**WHAT THE TASK ASKS**
Render every one of the items below as a Markdown table with two columns, Row and Line, numbering each nonblank line in order and leaving out the pictures.

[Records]
··········
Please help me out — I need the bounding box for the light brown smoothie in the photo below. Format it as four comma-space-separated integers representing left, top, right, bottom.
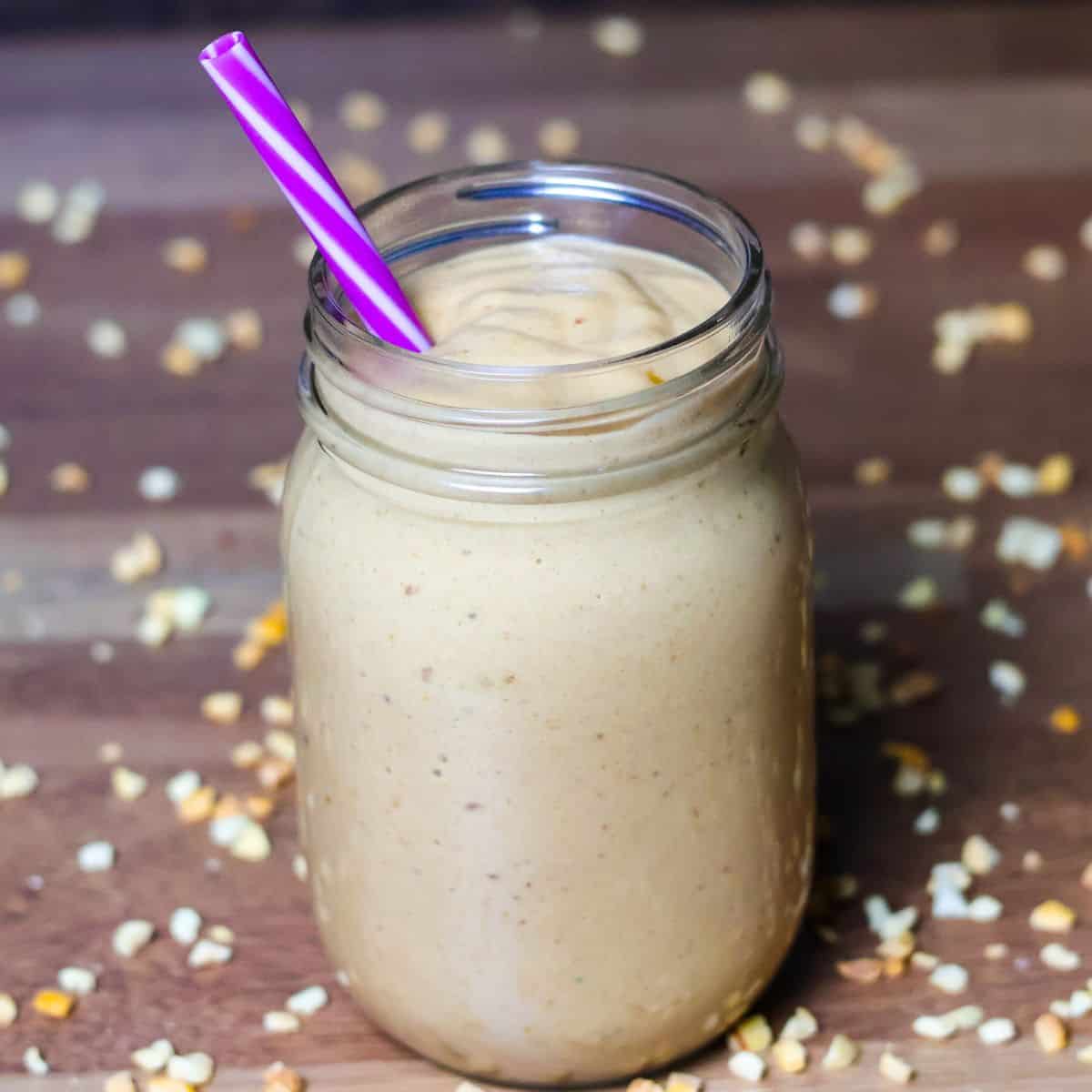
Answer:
283, 236, 814, 1085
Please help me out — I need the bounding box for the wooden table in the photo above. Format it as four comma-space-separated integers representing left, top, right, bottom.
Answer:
0, 0, 1092, 1092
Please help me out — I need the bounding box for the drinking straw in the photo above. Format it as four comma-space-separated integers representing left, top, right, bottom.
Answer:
198, 31, 432, 353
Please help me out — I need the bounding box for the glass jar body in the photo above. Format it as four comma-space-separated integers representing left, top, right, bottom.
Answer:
283, 414, 814, 1085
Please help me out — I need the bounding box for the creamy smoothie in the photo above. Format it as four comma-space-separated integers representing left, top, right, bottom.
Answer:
283, 235, 814, 1085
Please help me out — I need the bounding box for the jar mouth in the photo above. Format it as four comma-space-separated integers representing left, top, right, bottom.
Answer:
308, 159, 769, 380
306, 160, 770, 427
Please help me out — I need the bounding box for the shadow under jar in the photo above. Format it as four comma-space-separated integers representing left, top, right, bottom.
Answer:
282, 163, 814, 1085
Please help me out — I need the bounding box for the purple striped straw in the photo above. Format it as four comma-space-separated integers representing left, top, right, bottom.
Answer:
198, 31, 432, 353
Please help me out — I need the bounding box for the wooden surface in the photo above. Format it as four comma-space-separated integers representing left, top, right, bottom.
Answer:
0, 2, 1092, 1092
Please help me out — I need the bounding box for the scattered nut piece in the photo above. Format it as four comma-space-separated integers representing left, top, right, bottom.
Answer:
463, 125, 512, 165
929, 963, 971, 994
186, 937, 235, 971
1038, 941, 1081, 971
922, 219, 959, 258
167, 906, 201, 946
1050, 705, 1081, 736
110, 765, 147, 803
201, 690, 242, 725
31, 989, 76, 1020
56, 966, 98, 997
23, 1046, 49, 1077
826, 280, 879, 320
834, 957, 884, 985
743, 72, 793, 114
1027, 899, 1077, 933
820, 1032, 861, 1070
338, 91, 387, 132
76, 841, 114, 873
262, 1011, 299, 1036
229, 819, 272, 863
537, 118, 580, 159
1021, 244, 1069, 280
1033, 1012, 1069, 1054
592, 15, 644, 56
728, 1014, 774, 1054
162, 235, 208, 273
728, 1050, 765, 1085
879, 1050, 915, 1085
284, 986, 329, 1016
167, 1050, 217, 1087
113, 917, 155, 959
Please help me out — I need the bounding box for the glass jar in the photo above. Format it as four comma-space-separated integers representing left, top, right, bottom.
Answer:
282, 163, 814, 1085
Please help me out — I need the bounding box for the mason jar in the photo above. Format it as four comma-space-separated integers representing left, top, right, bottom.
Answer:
282, 163, 814, 1086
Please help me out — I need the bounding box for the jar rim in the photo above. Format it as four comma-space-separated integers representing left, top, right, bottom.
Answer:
308, 159, 770, 416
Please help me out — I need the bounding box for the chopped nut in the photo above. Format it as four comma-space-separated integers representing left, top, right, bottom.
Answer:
1033, 1012, 1069, 1054
163, 235, 208, 273
284, 986, 329, 1016
175, 785, 217, 824
229, 819, 272, 862
0, 763, 38, 801
113, 918, 155, 959
201, 690, 242, 725
49, 463, 91, 492
262, 1012, 299, 1036
1038, 943, 1081, 971
834, 957, 884, 985
23, 1046, 49, 1077
820, 1032, 861, 1070
664, 1074, 704, 1092
262, 1061, 304, 1092
728, 1014, 774, 1053
770, 1038, 808, 1074
167, 1050, 217, 1087
1050, 705, 1081, 736
539, 118, 580, 159
258, 755, 296, 790
186, 937, 234, 971
1022, 244, 1068, 280
129, 1038, 175, 1074
463, 125, 512, 164
929, 963, 970, 994
788, 219, 828, 262
110, 531, 163, 584
56, 966, 98, 997
826, 280, 879, 320
76, 842, 114, 873
167, 906, 201, 946
913, 1016, 957, 1039
110, 765, 147, 802
592, 15, 644, 56
1028, 899, 1077, 933
853, 455, 891, 486
922, 219, 959, 258
830, 228, 873, 266
31, 989, 76, 1020
406, 110, 451, 155
879, 1050, 915, 1085
728, 1050, 765, 1085
961, 834, 1001, 875
338, 91, 387, 132
743, 72, 793, 114
781, 1005, 821, 1043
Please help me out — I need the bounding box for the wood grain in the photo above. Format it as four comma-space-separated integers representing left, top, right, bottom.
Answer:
0, 0, 1092, 1092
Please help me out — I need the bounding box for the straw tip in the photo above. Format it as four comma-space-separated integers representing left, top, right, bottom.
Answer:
197, 31, 247, 64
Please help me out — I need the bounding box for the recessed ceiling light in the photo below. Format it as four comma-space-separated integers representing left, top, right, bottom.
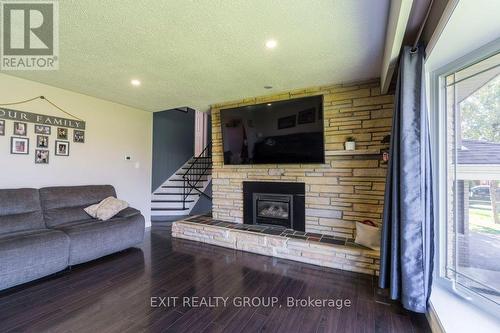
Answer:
266, 39, 278, 49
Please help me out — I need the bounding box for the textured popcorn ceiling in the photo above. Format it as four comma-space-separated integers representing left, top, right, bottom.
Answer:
5, 0, 389, 111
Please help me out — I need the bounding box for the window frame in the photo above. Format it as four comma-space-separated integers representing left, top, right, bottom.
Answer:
428, 38, 500, 318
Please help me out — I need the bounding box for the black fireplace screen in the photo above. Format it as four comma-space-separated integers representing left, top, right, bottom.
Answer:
253, 193, 293, 228
257, 198, 290, 220
243, 182, 305, 231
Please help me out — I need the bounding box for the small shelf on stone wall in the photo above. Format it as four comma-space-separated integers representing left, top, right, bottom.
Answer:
325, 149, 380, 156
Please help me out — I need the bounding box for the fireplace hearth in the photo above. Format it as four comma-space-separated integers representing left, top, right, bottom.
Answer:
243, 182, 305, 231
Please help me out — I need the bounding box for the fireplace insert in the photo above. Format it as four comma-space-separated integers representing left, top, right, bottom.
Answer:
253, 193, 293, 228
243, 182, 305, 231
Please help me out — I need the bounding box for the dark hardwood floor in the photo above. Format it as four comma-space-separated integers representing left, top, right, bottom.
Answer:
0, 227, 429, 333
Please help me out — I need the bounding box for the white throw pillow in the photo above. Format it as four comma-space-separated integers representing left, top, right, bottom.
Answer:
96, 197, 128, 221
83, 204, 99, 219
354, 222, 380, 251
84, 197, 128, 221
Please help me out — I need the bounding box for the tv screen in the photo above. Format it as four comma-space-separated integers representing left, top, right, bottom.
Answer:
220, 96, 325, 164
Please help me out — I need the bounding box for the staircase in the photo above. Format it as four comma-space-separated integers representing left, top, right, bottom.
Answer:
151, 143, 212, 217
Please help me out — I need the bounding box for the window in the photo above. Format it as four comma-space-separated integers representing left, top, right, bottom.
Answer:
439, 53, 500, 307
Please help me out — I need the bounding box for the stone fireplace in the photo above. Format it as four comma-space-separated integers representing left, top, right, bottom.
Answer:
211, 80, 394, 238
243, 181, 305, 231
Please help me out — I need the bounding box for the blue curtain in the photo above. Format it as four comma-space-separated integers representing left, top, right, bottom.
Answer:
··········
**PROBLEM SOLUTION**
| Row | Line |
|---|---|
| 1 | Please help me out — I need the bounding box for the light brown smoothie in the photo below. Format it as four comma-space-separated integers representing left, top, right, bottom. |
| 2 | Answer: |
| 3 | 283, 236, 814, 1085 |
| 4 | Please help me out — I need the bounding box for the wooden table in the photo above. Format it as four comma-space-separated integers representing left, top, right, bottom. |
| 5 | Answer: |
| 6 | 0, 0, 1092, 1092 |
| 7 | Please help me out — I need the bounding box for the drinking straw in the photo above. Format it as four comma-space-separated integers representing left, top, right, bottom. |
| 8 | Answer: |
| 9 | 198, 31, 432, 353 |
| 10 | Please help me out — I need the bounding box for the glass jar body in the photo above. Format it as four comma-space-separated integers representing left, top, right, bottom. |
| 11 | Answer: |
| 12 | 283, 414, 814, 1085 |
| 13 | Please help me out — I need the bounding box for the creamy smoothie in the photo above. Format it as four comma-space-separated integers representing left, top, right, bottom. |
| 14 | Answer: |
| 15 | 283, 235, 814, 1085 |
| 16 | Please help me out — I need the bounding box for the jar mouth in the photo above. Format it as four comma-space-separated integers representing left, top, right, bottom. |
| 17 | Answer: |
| 18 | 308, 159, 769, 380 |
| 19 | 306, 160, 770, 427 |
| 20 | Please help me out — I need the bounding box for the shadow under jar in the photo above. Format it as four comma-space-separated integers representing left, top, right, bottom. |
| 21 | Answer: |
| 22 | 282, 163, 814, 1085 |
| 23 | Please help me out — I need the bounding box for the purple striped straw in the photo above. Format it as four comma-space-separated integers representing left, top, right, bottom. |
| 24 | Answer: |
| 25 | 198, 31, 432, 353 |
| 26 | Please help me out — I need the bounding box for the wooden surface in the photo above. Format it as four comma-space-separated integers representing left, top, right, bottom. |
| 27 | Answer: |
| 28 | 0, 2, 1092, 1092 |
| 29 | Please help me out — I need the bounding box for the scattered nut piece in the photo above. Format it as four comma-space-separated integers representing left, top, right, bottom. |
| 30 | Answer: |
| 31 | 463, 125, 512, 165 |
| 32 | 929, 963, 971, 994 |
| 33 | 186, 937, 235, 971 |
| 34 | 1038, 941, 1081, 971 |
| 35 | 922, 219, 959, 258 |
| 36 | 167, 906, 201, 946 |
| 37 | 1050, 705, 1081, 736 |
| 38 | 110, 765, 147, 803 |
| 39 | 201, 690, 242, 725 |
| 40 | 31, 989, 76, 1020 |
| 41 | 56, 966, 98, 997 |
| 42 | 23, 1046, 49, 1077 |
| 43 | 826, 280, 879, 320 |
| 44 | 834, 957, 884, 985 |
| 45 | 743, 72, 793, 114 |
| 46 | 1027, 899, 1077, 933 |
| 47 | 820, 1032, 861, 1070 |
| 48 | 338, 91, 387, 132 |
| 49 | 76, 841, 114, 873 |
| 50 | 262, 1011, 299, 1036 |
| 51 | 229, 819, 272, 863 |
| 52 | 537, 118, 580, 159 |
| 53 | 1021, 244, 1069, 280 |
| 54 | 1033, 1012, 1069, 1054 |
| 55 | 592, 15, 644, 56 |
| 56 | 728, 1014, 774, 1054 |
| 57 | 162, 235, 208, 273 |
| 58 | 728, 1050, 765, 1085 |
| 59 | 879, 1050, 915, 1085 |
| 60 | 284, 986, 329, 1016 |
| 61 | 167, 1050, 217, 1087 |
| 62 | 113, 917, 155, 959 |
| 63 | Please help me out — I need the bounding box for the glass jar in the photo above. Format it as four comma-space-separated integers representing left, top, right, bottom. |
| 64 | Answer: |
| 65 | 282, 163, 814, 1085 |
| 66 | Please help me out — I need the bounding box for the mason jar in the photo above. Format it as four comma-space-separated integers representing left, top, right, bottom. |
| 67 | Answer: |
| 68 | 282, 163, 814, 1086 |
| 69 | Please help me out — I need the bounding box for the jar rim in the photo above. Format it as four comma-space-separated integers representing left, top, right, bottom. |
| 70 | Answer: |
| 71 | 308, 159, 770, 416 |
| 72 | Please help me out — I need the bounding box for the chopped nut in the photo above. Format it as four comma-space-separated integers representing left, top, right, bottom. |
| 73 | Answer: |
| 74 | 1033, 1012, 1069, 1054 |
| 75 | 163, 235, 208, 273 |
| 76 | 284, 986, 329, 1016 |
| 77 | 175, 785, 217, 824 |
| 78 | 229, 819, 272, 862 |
| 79 | 0, 763, 38, 801 |
| 80 | 113, 918, 155, 959 |
| 81 | 201, 690, 242, 725 |
| 82 | 49, 463, 91, 492 |
| 83 | 262, 1012, 299, 1036 |
| 84 | 1038, 943, 1081, 971 |
| 85 | 834, 957, 884, 985 |
| 86 | 23, 1046, 49, 1077 |
| 87 | 820, 1032, 861, 1070 |
| 88 | 664, 1074, 704, 1092 |
| 89 | 262, 1061, 304, 1092 |
| 90 | 728, 1014, 774, 1053 |
| 91 | 770, 1038, 808, 1074 |
| 92 | 167, 1050, 217, 1087 |
| 93 | 1050, 705, 1081, 736 |
| 94 | 539, 118, 580, 159 |
| 95 | 258, 755, 296, 790 |
| 96 | 186, 937, 234, 971 |
| 97 | 1022, 244, 1068, 280 |
| 98 | 129, 1038, 175, 1074 |
| 99 | 463, 125, 512, 164 |
| 100 | 929, 963, 970, 994 |
| 101 | 788, 219, 828, 262 |
| 102 | 110, 531, 163, 584 |
| 103 | 56, 966, 98, 997 |
| 104 | 826, 280, 879, 320 |
| 105 | 76, 842, 114, 873 |
| 106 | 167, 906, 201, 946 |
| 107 | 913, 1016, 957, 1039 |
| 108 | 110, 765, 147, 802 |
| 109 | 592, 15, 644, 56 |
| 110 | 1028, 899, 1077, 933 |
| 111 | 853, 455, 891, 486 |
| 112 | 922, 219, 959, 258 |
| 113 | 830, 228, 873, 266 |
| 114 | 31, 989, 76, 1020 |
| 115 | 406, 110, 451, 155 |
| 116 | 879, 1050, 915, 1085 |
| 117 | 728, 1050, 765, 1085 |
| 118 | 961, 834, 1001, 875 |
| 119 | 338, 91, 387, 132 |
| 120 | 743, 72, 793, 114 |
| 121 | 781, 1005, 821, 1043 |
| 122 | Please help me out — I need the bounding box for the wood grain in the photo above. Format it as four comma-space-separated integers representing left, top, right, bottom. |
| 123 | Answer: |
| 124 | 0, 0, 1092, 1092 |
| 125 | Please help me out — I need the bounding box for the straw tip in the photo above. Format it as four comma-space-separated integers representing left, top, right, bottom. |
| 126 | Answer: |
| 127 | 197, 31, 247, 64 |
| 128 | Please help me out — I need the bounding box for the recessed ceiling light in the photo below. Format it as four comma-space-separated integers representing left, top, right, bottom. |
| 129 | Answer: |
| 130 | 266, 39, 278, 49 |
| 131 | Please help me out — I need the bounding box for the textured popcorn ceiling in the photo above. Format it as four comma-space-separated integers representing left, top, right, bottom. |
| 132 | Answer: |
| 133 | 5, 0, 389, 111 |
| 134 | Please help me out — I need the bounding box for the window frame in the photo above. Format it as four comma-space-separated integers representing left, top, right, bottom. |
| 135 | Answer: |
| 136 | 428, 38, 500, 318 |
| 137 | Please help me out — I need the bounding box for the black fireplace screen in the photo above. Format it as four comma-space-separated integers representing left, top, right, bottom. |
| 138 | Answer: |
| 139 | 253, 193, 293, 228 |
| 140 | 257, 198, 290, 220 |
| 141 | 243, 182, 305, 231 |
| 142 | Please help me out — I need the bounding box for the small shelf on stone wall in the photo above. Format it as four comma-space-separated integers representing left, top, right, bottom. |
| 143 | Answer: |
| 144 | 325, 149, 380, 156 |
| 145 | Please help me out — I need the bounding box for the fireplace hearth in the photo above. Format it as four comma-space-separated integers representing left, top, right, bottom. |
| 146 | Answer: |
| 147 | 243, 182, 305, 231 |
| 148 | Please help me out — I need the bounding box for the fireplace insert in the photo above. Format it as four comma-space-separated integers representing left, top, right, bottom. |
| 149 | Answer: |
| 150 | 253, 193, 293, 228 |
| 151 | 243, 182, 305, 231 |
| 152 | Please help me out — I need the bounding box for the dark hardwood floor in the photo above. Format it as four comma-space-separated integers representing left, top, right, bottom. |
| 153 | Answer: |
| 154 | 0, 227, 429, 333 |
| 155 | Please help me out — I need the bounding box for the white throw pillow in the photo above. Format it as four comma-space-separated integers representing left, top, right, bottom. |
| 156 | Answer: |
| 157 | 96, 197, 128, 221 |
| 158 | 83, 204, 99, 219 |
| 159 | 354, 222, 380, 251 |
| 160 | 84, 197, 128, 221 |
| 161 | Please help me out — I need the bounding box for the tv screen in the photo above. Format it as four comma-space-separated integers representing left, top, right, bottom. |
| 162 | Answer: |
| 163 | 220, 96, 325, 164 |
| 164 | Please help me out — I need the bounding box for the staircase in the photo above. Format it as four comma-space-separated integers representing left, top, right, bottom. |
| 165 | Answer: |
| 166 | 151, 143, 212, 217 |
| 167 | Please help me out — I need the bounding box for the window in the photo above. Format it as four comma-space-separated integers representing left, top, right, bottom. |
| 168 | Answer: |
| 169 | 439, 53, 500, 307 |
| 170 | Please help me out — I need the bounding box for the stone fireplace in the photo above. Format it as four comma-space-separated integers representing left, top, right, bottom. |
| 171 | Answer: |
| 172 | 211, 80, 394, 238 |
| 173 | 243, 181, 305, 231 |
| 174 | Please help me out — I need the bounding box for the blue curtain in the photo above. Format it as four comma-space-separated integers representing left, top, right, bottom. |
| 175 | Answer: |